* _DATA ENTRIES_
* start *

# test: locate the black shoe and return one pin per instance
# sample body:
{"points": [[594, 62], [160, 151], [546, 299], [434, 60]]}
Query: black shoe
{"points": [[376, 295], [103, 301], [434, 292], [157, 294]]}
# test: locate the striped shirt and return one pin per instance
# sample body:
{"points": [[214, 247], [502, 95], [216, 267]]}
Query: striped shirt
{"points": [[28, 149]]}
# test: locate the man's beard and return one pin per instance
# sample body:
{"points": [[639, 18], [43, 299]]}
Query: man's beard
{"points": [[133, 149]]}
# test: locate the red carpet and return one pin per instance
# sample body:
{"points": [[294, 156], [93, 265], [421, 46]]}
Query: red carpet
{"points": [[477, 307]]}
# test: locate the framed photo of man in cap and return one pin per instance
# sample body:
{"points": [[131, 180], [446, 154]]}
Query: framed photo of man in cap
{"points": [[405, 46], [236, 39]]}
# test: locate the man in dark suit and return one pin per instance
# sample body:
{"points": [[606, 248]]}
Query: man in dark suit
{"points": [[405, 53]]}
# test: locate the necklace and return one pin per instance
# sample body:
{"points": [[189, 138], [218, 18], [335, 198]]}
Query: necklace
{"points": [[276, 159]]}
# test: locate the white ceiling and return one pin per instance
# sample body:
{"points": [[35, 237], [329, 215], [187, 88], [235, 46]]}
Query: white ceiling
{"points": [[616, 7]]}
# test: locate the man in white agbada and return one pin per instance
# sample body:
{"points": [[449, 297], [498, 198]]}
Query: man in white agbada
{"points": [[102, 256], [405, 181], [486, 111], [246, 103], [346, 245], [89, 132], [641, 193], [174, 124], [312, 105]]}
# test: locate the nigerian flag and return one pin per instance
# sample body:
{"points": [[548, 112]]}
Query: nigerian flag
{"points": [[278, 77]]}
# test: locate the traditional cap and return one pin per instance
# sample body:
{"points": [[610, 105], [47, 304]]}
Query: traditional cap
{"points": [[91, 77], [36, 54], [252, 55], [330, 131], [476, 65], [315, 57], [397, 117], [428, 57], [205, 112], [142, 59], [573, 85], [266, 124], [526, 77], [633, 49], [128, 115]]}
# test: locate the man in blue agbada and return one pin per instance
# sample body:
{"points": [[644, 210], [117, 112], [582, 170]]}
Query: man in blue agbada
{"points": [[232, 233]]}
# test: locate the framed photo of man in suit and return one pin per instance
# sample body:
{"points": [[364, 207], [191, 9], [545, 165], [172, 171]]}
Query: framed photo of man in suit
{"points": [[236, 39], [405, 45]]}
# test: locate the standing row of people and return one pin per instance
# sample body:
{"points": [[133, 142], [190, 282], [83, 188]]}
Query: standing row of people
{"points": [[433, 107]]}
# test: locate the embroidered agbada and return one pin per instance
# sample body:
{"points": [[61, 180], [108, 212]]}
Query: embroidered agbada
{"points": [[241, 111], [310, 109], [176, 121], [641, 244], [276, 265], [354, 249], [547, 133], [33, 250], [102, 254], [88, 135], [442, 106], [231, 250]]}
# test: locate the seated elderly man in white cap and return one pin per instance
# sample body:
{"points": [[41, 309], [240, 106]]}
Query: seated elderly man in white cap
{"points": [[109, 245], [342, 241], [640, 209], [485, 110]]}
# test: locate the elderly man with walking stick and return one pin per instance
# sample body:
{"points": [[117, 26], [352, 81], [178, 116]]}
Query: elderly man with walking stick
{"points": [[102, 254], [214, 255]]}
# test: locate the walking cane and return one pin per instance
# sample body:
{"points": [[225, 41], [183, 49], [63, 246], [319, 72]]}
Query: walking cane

* end *

* _PROBLEM REQUIREMENTS_
Transcribe exactly the line containing "# test: locate the seated" and all remaining lines of the material, ending with the last one.

* _SOLUTION BELOW_
# test: locate the seated elderly man in white cap and return one pin per instance
# sample body:
{"points": [[41, 309], [240, 106]]}
Query: seated elderly man in white cap
{"points": [[109, 245], [342, 241], [640, 209], [485, 110]]}
# test: locate the elderly man with walking stick and return one pin per instance
# sample body:
{"points": [[117, 26], [352, 81], [178, 116]]}
Query: elderly man with walking stick
{"points": [[102, 254], [214, 255]]}
# test: locate the walking cane and return one pin per instance
# sample body:
{"points": [[225, 41], [183, 49], [63, 246], [319, 72]]}
Query: walking cane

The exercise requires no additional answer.